EXERCISE INPUT:
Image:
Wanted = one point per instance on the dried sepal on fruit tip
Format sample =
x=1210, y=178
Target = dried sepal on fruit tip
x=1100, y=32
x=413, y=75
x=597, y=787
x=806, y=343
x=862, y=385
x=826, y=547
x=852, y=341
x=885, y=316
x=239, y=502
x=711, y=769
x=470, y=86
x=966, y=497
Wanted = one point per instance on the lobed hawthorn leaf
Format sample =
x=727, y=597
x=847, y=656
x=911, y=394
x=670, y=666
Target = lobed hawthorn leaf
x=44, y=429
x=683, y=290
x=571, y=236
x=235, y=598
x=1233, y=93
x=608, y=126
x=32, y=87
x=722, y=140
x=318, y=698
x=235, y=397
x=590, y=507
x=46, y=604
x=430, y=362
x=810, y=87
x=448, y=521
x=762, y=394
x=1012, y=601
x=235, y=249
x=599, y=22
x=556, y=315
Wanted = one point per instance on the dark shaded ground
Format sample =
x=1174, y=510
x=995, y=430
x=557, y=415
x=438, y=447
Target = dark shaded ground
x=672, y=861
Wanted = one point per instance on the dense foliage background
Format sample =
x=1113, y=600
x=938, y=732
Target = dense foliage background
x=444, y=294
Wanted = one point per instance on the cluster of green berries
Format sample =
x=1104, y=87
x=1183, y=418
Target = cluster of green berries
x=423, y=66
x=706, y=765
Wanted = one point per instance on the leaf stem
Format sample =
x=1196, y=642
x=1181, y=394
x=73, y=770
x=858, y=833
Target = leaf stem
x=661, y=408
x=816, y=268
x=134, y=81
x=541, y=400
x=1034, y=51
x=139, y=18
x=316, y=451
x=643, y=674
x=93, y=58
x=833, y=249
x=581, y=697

DIRECTIONS FOR THIS TASK: Render the material from its start through the line containing "x=672, y=861" as a Markdown table with the columns Row and Line, leaving out blank lines.

OUTPUT FOR THIS TASK:
| Row | Line |
|---|---|
| 1 | Image: |
| 2 | Wanted = one point per instance on the dried sepal on fruit tip |
| 3 | Format sample = |
| 4 | x=1210, y=178 |
| 5 | Target = dried sepal on fruit tip |
| 6 | x=1100, y=32 |
| 7 | x=413, y=75 |
| 8 | x=597, y=787 |
| 9 | x=806, y=343 |
| 10 | x=862, y=385 |
| 11 | x=826, y=547 |
| 12 | x=852, y=341 |
| 13 | x=885, y=316 |
| 14 | x=239, y=502 |
| 15 | x=711, y=769 |
| 16 | x=470, y=86 |
| 17 | x=966, y=497 |
| 18 | Wanted = one point per instance on the lobed hawthorn leaf |
| 19 | Format sample = |
| 20 | x=727, y=597 |
| 21 | x=847, y=656 |
| 22 | x=911, y=394 |
| 23 | x=670, y=666 |
| 24 | Target = lobed hawthorn leaf |
| 25 | x=44, y=429 |
| 26 | x=683, y=290 |
| 27 | x=571, y=236 |
| 28 | x=235, y=598 |
| 29 | x=1233, y=93 |
| 30 | x=608, y=126 |
| 31 | x=32, y=87 |
| 32 | x=722, y=140 |
| 33 | x=318, y=698 |
| 34 | x=235, y=397 |
| 35 | x=590, y=507 |
| 36 | x=46, y=604 |
| 37 | x=430, y=362 |
| 38 | x=810, y=87 |
| 39 | x=448, y=521 |
| 40 | x=762, y=394 |
| 41 | x=1012, y=601 |
| 42 | x=235, y=249 |
| 43 | x=599, y=22 |
| 44 | x=556, y=315 |
| 45 | Wanted = one point per instance on the dark shaded ground |
| 46 | Format sample = |
| 47 | x=1174, y=510 |
| 48 | x=995, y=430 |
| 49 | x=557, y=415 |
| 50 | x=438, y=447 |
| 51 | Target = dark shaded ground |
| 52 | x=672, y=861 |